Passage given »
• • • •

In my alliance management roles at electronic design automation (EDA) companies, I arranged many presentations to convey the benefits of EDA tools to IDMs, fabless IC vendors, and wafer foundries. Some of our EDA marketing people passionately presented their products’ strengths and demonstrated in-depth EDA knowledge. However, speaking fast, with a rich vocabulary, using many EDA acronyms, was not easy to understand for non-native English speakers, nor for manufacturing experts. The audience typically surrounded me after such a presentation and ask: “Herb, what did he/she say?” After summarizing the key problem(s) the tool was addressing, I recapped the key features/benefits within a few minutes.  My audience responded with: “Very good tool! We’ll buy it.”

Having attended many of John Park’s presentations to EDA and/or IC design experts, I was concerned that he would show his vast EDA expertise and lose part of the materials, equipment, PCB and IC packaging experts attending this webinar. I would like to publicly apologize to Park for even thinking that he might make this rookie mistake, after 35 years in this field. Park speaks not only “EDA”, but also speaks fluently the language of the semiconductor manufacturing community!

Introduction

The International Microelectronics Assembly & Packaging Society (iMAPS ) organized this webinar and Brian Schieman moderated it. Schieman introduced the webinar and emphasized Park’s many years of experience. Park started his presentation by explaining why many applications now are better served with More than Moore (MtM) solutions than continued feature size shrinking (More Moore, MM).

EDA Tools for More than Moore Technologies

The title of Park’s presentation “This is not your fathers’ advanced semiconductor packaging …An EDA perspective” already hinted to a lot of progress at Cadence. The company started to address the need for streamlining PCB and package design with EDA tools in the early 1990’s. In the three decades since, Cadence has built a broad portfolio of EDA solutions to address system, board, package, and die design and co-design challenges. Park’s title is Product Management Director for IC packaging and cross-platform solutions. He leverages all these proven and widely used Cadence tools to develop flows and methodologies for solving planning, design, verification and especially integration challenges in today’s advanced packaging technologies.

MtM Designs Provide Subsystem Building Blocks

Figure 1: Disaggregated system-on-chip (SoC) design aka: chiplets. (

MTM designs can complement/enhance the value of MM solutions. Some people still wonder if MtM (a.k.a. multi-die IC) compete with MM (a.k.a. SoC) solutions. Park showed with Figure 1 that in particular, the rapidly emerging chiplets (bare SoC die) demonstrate and even amplify the synergy between MtM and MM solutions. Their combination enables modularity and they reduce development time, risk, non-recurring engineering (NRE), and lower system cost.

• • • •

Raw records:
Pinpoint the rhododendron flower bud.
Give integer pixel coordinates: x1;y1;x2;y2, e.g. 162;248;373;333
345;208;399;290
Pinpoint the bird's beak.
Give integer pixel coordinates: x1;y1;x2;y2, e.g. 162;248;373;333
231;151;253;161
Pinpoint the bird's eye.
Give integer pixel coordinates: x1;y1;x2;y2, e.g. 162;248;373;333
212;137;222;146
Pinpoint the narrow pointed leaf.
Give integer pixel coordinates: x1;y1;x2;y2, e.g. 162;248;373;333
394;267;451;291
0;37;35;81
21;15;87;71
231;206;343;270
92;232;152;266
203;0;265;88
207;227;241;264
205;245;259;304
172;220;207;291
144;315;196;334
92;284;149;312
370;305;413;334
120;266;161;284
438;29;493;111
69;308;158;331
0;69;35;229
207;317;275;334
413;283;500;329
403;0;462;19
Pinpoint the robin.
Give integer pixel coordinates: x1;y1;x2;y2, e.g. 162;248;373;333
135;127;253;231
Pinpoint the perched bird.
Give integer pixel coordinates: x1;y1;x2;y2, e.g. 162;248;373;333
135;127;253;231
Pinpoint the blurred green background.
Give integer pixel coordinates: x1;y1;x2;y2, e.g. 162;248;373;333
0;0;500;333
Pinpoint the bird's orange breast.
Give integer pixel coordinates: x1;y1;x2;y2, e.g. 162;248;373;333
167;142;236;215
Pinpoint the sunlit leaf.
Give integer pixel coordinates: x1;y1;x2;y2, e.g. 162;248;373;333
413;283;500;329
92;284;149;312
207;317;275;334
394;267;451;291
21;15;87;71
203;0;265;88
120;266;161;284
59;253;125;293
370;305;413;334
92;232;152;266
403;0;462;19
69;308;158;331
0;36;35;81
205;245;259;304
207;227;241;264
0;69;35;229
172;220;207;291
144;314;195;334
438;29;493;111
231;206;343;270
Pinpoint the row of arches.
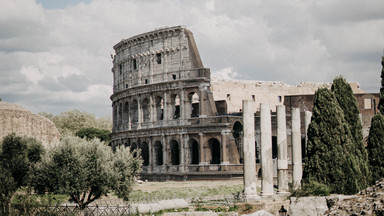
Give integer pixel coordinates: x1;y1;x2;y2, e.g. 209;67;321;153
113;92;200;126
130;138;221;166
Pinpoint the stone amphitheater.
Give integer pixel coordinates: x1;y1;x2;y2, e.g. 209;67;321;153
0;101;60;148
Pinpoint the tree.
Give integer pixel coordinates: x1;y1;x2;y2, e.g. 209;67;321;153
0;134;44;215
331;76;371;188
303;88;362;194
34;136;142;209
76;127;111;143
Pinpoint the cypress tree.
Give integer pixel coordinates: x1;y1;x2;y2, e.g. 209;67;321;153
331;76;371;188
367;56;384;183
303;88;362;194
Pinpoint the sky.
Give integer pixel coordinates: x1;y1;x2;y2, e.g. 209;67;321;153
0;0;384;117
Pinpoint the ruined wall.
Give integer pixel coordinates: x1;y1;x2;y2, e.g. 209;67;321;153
0;102;60;148
211;80;364;113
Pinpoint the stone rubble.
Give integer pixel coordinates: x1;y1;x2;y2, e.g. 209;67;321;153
325;178;384;216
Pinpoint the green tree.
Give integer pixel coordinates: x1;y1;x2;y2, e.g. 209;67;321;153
76;127;111;143
34;136;142;209
331;76;371;188
0;134;44;215
303;88;362;194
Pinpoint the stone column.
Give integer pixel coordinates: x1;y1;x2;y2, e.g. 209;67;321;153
221;130;229;165
260;103;274;197
291;108;303;188
199;133;207;165
243;100;259;200
276;105;288;193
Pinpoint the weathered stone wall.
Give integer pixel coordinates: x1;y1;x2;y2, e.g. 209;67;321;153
0;102;60;148
211;80;365;113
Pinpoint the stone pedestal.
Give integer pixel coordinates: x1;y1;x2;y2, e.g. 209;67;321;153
243;100;258;200
276;105;288;194
291;108;303;188
260;103;274;197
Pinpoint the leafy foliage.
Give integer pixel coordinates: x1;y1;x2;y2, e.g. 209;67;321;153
303;88;363;194
0;134;44;215
39;110;112;134
331;76;371;188
76;127;111;143
368;114;384;182
34;135;142;209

• • • •

Short problem 1 » According to the article on John Park's packaging webinar, when did Cadence start addressing the need for streamlining PCB and package design with EDA tools?
Short problem 2 » List every kind of challenge that Park's flows and methodologies are meant to solve, according to the article on John Park's packaging webinar.
Short problem 3 » Proceed with the article on John Park's packaging webinar, picking up from its final sentence.

Final answer 1 » In the early 1990s.

Final answer 2 » Planning, design, verification and integration.

Final answer 3 »
Park explained that wafer foundries are playing an increasingly important role in the IC packaging market, because, as interconnect geometries shrink, they require wafer-fab like equipment during assembly. He emphasized that just like foundries must provide process design kits (PDKs) to enable MM designs, the MtM supply chain partners need to offer package assembly design kits (PADKs) and reference design flows to make their customers and themselves successful.

PADKS are Important

Figure 2 gives an overview of EDA tools deployed in MtM designs. They all need accurate inputs to produce accurate and meaningful outputs. Remember “Garbage in – Garbage out” arguments in the early days of computers! In addition:

  • Large design teams, comprising experts for every design step, work simultaneously on a complex MtM solution. To assure the design team’s efficiency, down-stream and upstream data exchange is essential. Also, iterations within design steps and/or across multiple design steps are always needed to optimize a design. Cadence recommends the use of XML and Open Access formats to exchange data between tools.
  • The characteristics of all MtM materials are needed for analyzing the electrical/thermal/mechanical/magnetic/optical interactions between MtM building blocks to assure high yields and reliability.
  • Building blocks and interconnects between them need to allow testability to assure high yielding and reliable ICs.
  • All building blocks need to first get modeled accurately to enable simulating their functionalities, interactions between building blocks and the performance of the entire MtM solution.

 

EDA design flow
Figure 2: Top-level design multi-physics design flow with planning, implementation, and verification steps. (Source: John Park, Cadence)

EDA Challenges and Considerations for MTM

While Figure 2 above only gives an MtM design flow overview, the example in Figure 3 gets into much more depth and shows some interactions and dependencies between design steps and tools.

EDA design flow
Figure 3: MtM design flow example with some of the interactions and dependencies. (Source: John Park, Cadence)

Park’s Figure 3 shows that a top-level schematic or netlist, with all MtM building blocks and interconnects, is needed to verify the entire design. In addition:

  • To plan and optimize an MtM design early in the design process (a.k.a. do 3D Floorplanning), basic electrical, thermal, and physical information about every building block and all contact points is essential.
  • To integrate 3rd party designs, accurate models – at the needed abstraction levels – are essential.
  • To design and integrate heterogeneous functions (logic, memory, analog,…) in-house, PDKs of the relevant process technologies need to be available.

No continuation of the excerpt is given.